▸ **Available data**

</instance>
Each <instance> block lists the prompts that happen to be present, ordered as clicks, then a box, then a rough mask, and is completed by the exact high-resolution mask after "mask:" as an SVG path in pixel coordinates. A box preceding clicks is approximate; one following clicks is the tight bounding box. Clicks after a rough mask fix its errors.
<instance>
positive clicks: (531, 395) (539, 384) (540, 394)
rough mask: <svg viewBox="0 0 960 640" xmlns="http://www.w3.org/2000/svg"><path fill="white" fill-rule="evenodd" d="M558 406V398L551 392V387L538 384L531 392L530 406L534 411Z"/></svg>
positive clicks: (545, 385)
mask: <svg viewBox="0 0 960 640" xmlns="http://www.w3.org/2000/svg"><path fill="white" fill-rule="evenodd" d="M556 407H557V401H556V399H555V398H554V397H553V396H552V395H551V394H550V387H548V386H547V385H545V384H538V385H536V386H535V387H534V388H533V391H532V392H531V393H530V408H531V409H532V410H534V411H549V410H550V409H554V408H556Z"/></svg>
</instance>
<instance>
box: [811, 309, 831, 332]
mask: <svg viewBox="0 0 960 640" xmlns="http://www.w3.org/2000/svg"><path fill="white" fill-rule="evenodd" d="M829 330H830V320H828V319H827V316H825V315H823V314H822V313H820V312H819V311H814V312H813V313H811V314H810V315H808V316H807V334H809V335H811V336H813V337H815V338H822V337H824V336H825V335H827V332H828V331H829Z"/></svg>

▸ **What to do**
Return every record above exactly, line by line.

▸ **Exercise response**
</instance>
Each <instance> block lists the prompts that happen to be present, ordered as clicks, then a box, then a rough mask, and is completed by the exact high-resolution mask after "mask:" as an SVG path in pixel coordinates. A box preceding clicks is approximate; one following clicks is the tight bounding box. Clicks after a rough mask fix its errors.
<instance>
positive clicks: (531, 395) (539, 384) (540, 394)
rough mask: <svg viewBox="0 0 960 640" xmlns="http://www.w3.org/2000/svg"><path fill="white" fill-rule="evenodd" d="M558 406V398L551 392V387L538 384L531 392L530 406L534 411Z"/></svg>
positive clicks: (545, 385)
mask: <svg viewBox="0 0 960 640" xmlns="http://www.w3.org/2000/svg"><path fill="white" fill-rule="evenodd" d="M556 407H557V401H556V399H555V398H554V397H553V396H552V395H551V394H550V387H548V386H547V385H545V384H538V385H536V386H535V387H534V388H533V391H532V392H531V393H530V408H531V409H532V410H534V411H549V410H550V409H554V408H556Z"/></svg>
</instance>
<instance>
box: [811, 309, 831, 332]
mask: <svg viewBox="0 0 960 640" xmlns="http://www.w3.org/2000/svg"><path fill="white" fill-rule="evenodd" d="M829 330H830V320H828V319H827V316H825V315H823V314H822V313H820V312H819V311H814V312H813V313H811V314H810V315H808V316H807V334H809V335H811V336H813V337H815V338H822V337H824V336H825V335H827V332H828V331H829Z"/></svg>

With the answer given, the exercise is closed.